▶ EXERCISE SET
**a)** Decide whether each statement agrees with the article on India's stock market, answering yes or no and quoting the words of the article that settle it. (i) The Nifty 50 beat the S&P 500 for much of 2023. (ii) HSBC raised its rating for Indian equities. (iii) India's GDP growth for the quarter ending in September was the slowest in four years.
**b)** In one to three sentences, explain why foreign investors have been pulling money out of Indian stocks, according to the article on India's stock market.

▶ GIVEN PASSAGE

• • • •

India’s stock market has witnessed a significant downturn since September, with foreign investors increasingly withdrawing from their holdings in response to a slowdown in the country’s economic growth. The withdrawal of foreign capital has been described by analysts as part of a “healthy correction,” following a period of strong market growth. India’s benchmark stock indexes, including the Nifty 50 and Sensex, have dropped to more than seven-month lows, signaling a firm entry into correction territory after a peak in September.
Key sectors such as real estate, energy, and automobiles have been the hardest hit, according to data from Goldman Sachs. This market reversal contrasts sharply with the performance of Indian equities in 2023, when the Nifty 50 frequently hit record highs and outperformed the S&P 500 for much of the year. Experts argue that the correction was inevitable after a period of rapid growth.
Venugopal Garre, the head of India research at AB Bernstein, explained that while the correction may seem sudden, it had been a long time in the making, with the bubble building up gradually over time. He attributed the current gloomy outlook to weak economic growth and sluggish earnings reports, particularly during India’s second fiscal quarter. India’s GDP growth slumped to 5.4% for the quarter ending in September, marking the slowest expansion in seven quarters. The government recently downgraded its full-year economic growth forecast to 6.4%, the lowest in four years.
As a result, analysts from Capital Economics believe that India’s economy has entered a softer phase, which is expected to continue for several more quarters. The firm predicts that this slowdown could lead to underperformance in Indian equities compared to other major global benchmarks. HSBC also downgraded its rating for Indian equities to “neutral” earlier this month and revised its earnings growth forecast for the Nifty 50 down to 5% for fiscal year 2025, a significant decrease from the previous projection of 15%.
Foreign investors have been net sellers of Indian equities over the past several months. According to data from the National Securities Depository, foreign portfolio investment (FPI) flows into Indian stocks have plunged by 99%, totaling just $124 million in 2024, compared to the previous year. The outflows have become more pronounced in recent weeks, with about $8.3 billion withdrawn from Indian equities by foreign investors as of January 28. Analysts suggest that foreign investors are rotating out of India and other emerging markets, opting instead to invest in US equities, which are perceived to offer safer returns.

• • • •

▶ ENTRIES SUPPLIED

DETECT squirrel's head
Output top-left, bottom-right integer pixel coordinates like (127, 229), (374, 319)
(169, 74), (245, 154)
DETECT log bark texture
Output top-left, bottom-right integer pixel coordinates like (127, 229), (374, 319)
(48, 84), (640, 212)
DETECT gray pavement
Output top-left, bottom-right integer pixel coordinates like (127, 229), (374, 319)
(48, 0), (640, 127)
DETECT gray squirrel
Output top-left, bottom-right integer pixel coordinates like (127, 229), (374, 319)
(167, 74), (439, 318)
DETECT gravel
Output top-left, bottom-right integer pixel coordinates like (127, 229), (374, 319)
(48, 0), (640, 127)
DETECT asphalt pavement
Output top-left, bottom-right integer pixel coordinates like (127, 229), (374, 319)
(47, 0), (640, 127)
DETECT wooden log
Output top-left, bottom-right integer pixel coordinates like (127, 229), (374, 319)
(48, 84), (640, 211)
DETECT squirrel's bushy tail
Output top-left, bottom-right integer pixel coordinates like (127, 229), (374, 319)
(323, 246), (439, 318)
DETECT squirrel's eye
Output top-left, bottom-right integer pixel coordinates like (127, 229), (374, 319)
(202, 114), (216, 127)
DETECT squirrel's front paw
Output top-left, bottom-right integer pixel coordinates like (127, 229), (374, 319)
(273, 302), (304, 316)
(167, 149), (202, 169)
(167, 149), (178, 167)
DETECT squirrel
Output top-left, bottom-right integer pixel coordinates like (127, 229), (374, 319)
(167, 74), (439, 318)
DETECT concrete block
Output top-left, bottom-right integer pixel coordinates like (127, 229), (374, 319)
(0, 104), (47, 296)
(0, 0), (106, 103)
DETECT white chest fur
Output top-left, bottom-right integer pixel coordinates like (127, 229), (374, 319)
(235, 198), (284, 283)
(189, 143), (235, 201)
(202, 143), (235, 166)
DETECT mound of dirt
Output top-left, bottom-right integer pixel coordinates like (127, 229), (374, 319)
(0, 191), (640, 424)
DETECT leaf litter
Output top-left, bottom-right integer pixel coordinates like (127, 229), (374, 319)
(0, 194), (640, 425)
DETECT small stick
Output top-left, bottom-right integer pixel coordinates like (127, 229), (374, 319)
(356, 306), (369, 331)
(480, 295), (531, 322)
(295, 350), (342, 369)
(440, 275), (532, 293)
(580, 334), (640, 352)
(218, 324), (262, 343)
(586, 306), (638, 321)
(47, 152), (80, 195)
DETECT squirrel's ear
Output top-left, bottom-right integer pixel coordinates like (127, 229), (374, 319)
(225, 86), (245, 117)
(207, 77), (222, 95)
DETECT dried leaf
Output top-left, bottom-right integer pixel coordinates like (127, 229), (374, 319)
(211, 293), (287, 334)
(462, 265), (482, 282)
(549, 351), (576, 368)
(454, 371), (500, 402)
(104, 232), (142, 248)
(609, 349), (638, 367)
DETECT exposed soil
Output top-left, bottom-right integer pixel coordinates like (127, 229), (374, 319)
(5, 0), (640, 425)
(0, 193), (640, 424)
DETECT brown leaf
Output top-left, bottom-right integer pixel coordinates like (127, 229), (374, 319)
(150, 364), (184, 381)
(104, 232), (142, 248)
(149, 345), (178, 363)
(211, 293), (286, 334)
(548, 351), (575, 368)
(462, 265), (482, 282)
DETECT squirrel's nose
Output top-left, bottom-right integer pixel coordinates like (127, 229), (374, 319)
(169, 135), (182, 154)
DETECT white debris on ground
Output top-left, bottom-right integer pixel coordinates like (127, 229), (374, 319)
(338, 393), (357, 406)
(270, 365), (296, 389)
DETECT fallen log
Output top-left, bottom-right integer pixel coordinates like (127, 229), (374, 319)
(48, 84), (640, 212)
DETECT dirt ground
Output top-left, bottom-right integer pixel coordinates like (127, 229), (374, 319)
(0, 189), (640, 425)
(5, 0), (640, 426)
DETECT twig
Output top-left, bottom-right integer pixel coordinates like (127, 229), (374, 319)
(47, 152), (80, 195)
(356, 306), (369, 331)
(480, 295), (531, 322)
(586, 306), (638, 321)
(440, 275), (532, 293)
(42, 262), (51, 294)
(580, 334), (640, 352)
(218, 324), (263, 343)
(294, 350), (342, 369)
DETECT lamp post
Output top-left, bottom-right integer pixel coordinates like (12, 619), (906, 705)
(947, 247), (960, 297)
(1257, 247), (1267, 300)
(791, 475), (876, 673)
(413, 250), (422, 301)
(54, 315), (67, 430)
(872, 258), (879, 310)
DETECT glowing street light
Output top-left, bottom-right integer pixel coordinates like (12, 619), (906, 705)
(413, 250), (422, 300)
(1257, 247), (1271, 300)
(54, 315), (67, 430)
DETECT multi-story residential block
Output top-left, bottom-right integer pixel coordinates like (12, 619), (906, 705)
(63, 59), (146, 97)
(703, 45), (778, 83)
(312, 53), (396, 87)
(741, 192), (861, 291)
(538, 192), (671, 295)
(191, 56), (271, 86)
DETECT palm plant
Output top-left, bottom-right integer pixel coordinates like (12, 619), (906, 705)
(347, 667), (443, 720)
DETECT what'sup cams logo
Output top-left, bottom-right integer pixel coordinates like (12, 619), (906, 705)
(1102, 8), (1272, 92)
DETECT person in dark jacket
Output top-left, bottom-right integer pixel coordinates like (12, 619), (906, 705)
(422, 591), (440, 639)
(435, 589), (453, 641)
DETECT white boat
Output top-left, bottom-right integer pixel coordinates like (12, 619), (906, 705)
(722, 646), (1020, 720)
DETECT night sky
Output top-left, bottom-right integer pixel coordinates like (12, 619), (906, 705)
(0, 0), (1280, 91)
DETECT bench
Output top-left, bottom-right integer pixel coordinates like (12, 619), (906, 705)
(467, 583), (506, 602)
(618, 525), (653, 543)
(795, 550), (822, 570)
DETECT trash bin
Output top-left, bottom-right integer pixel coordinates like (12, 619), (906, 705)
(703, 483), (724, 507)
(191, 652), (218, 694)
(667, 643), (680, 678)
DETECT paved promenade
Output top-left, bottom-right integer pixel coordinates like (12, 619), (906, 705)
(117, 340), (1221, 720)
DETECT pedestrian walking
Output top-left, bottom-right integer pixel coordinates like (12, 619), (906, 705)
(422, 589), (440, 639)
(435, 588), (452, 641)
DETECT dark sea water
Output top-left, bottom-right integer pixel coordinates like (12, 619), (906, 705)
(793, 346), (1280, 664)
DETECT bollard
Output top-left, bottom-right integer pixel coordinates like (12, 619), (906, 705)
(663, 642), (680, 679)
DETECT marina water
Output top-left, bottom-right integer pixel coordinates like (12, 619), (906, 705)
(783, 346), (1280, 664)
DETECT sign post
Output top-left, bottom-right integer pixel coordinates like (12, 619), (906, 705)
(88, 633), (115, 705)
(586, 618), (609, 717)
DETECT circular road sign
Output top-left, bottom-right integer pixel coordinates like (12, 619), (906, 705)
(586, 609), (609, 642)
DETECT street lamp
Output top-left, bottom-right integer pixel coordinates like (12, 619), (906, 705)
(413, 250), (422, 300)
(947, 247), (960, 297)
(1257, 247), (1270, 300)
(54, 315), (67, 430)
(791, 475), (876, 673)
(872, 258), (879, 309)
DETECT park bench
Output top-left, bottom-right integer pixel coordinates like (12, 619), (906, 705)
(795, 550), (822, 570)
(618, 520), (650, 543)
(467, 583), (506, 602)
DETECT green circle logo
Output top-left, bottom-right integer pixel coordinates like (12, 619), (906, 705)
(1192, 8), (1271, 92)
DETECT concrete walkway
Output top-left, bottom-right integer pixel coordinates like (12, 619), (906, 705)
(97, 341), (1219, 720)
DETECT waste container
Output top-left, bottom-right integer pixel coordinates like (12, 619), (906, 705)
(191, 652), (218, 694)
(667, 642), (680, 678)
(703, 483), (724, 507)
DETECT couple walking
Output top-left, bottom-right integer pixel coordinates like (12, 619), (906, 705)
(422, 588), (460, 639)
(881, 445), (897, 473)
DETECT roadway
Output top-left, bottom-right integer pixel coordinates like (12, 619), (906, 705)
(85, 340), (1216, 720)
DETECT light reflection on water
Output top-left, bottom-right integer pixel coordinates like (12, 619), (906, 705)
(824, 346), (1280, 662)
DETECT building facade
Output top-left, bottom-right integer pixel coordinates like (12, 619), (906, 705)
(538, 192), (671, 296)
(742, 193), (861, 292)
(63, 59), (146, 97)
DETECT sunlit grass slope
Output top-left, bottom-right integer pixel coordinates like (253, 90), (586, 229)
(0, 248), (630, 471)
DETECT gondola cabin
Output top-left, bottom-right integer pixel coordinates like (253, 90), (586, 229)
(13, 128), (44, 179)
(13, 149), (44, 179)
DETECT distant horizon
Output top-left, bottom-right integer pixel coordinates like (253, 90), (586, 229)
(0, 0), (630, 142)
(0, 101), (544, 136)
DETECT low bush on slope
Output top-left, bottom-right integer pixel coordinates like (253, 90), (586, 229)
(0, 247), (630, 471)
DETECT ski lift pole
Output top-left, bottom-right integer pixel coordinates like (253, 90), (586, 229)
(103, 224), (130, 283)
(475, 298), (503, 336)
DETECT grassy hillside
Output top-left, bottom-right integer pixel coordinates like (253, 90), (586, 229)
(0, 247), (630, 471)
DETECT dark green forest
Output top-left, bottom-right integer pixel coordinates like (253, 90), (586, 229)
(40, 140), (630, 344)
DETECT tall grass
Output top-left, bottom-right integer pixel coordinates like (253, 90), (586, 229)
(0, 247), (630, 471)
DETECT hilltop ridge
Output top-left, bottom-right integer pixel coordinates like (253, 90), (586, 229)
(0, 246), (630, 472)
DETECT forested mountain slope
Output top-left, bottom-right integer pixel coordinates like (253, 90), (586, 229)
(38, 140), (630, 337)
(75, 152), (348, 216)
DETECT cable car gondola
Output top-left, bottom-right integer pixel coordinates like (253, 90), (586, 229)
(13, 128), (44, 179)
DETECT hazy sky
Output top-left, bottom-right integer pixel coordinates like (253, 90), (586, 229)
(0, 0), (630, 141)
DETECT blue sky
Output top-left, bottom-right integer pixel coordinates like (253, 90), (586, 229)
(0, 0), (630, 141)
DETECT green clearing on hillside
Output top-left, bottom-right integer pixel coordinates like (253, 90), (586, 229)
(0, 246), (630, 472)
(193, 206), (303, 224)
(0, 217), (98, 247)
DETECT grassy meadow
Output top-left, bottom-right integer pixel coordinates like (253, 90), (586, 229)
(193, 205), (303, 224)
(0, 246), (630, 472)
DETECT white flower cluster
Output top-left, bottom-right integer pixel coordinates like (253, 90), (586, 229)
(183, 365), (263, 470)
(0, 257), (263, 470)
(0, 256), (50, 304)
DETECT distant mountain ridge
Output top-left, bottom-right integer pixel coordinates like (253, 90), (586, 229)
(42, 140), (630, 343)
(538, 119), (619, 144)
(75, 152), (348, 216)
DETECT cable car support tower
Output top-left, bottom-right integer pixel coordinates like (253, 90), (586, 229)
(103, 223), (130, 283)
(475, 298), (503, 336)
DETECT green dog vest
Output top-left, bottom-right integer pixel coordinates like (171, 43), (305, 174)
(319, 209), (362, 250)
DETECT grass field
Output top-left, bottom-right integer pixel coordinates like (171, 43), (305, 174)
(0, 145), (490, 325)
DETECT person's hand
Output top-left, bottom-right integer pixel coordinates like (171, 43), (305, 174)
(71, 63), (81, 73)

• • • •

▶ RESPONSES
**a)**
(i) Yes: "outperformed the S&P 500 for much of the year."
(ii) No: "HSBC also downgraded its rating for Indian equities to “neutral”"
(iii) No: "marking the slowest expansion in seven quarters."

**b)** Foreign investors are withdrawing in response to a slowdown in India's economic growth. Analysts say they are rotating out of India and other emerging markets into US equities, which are perceived to offer safer returns.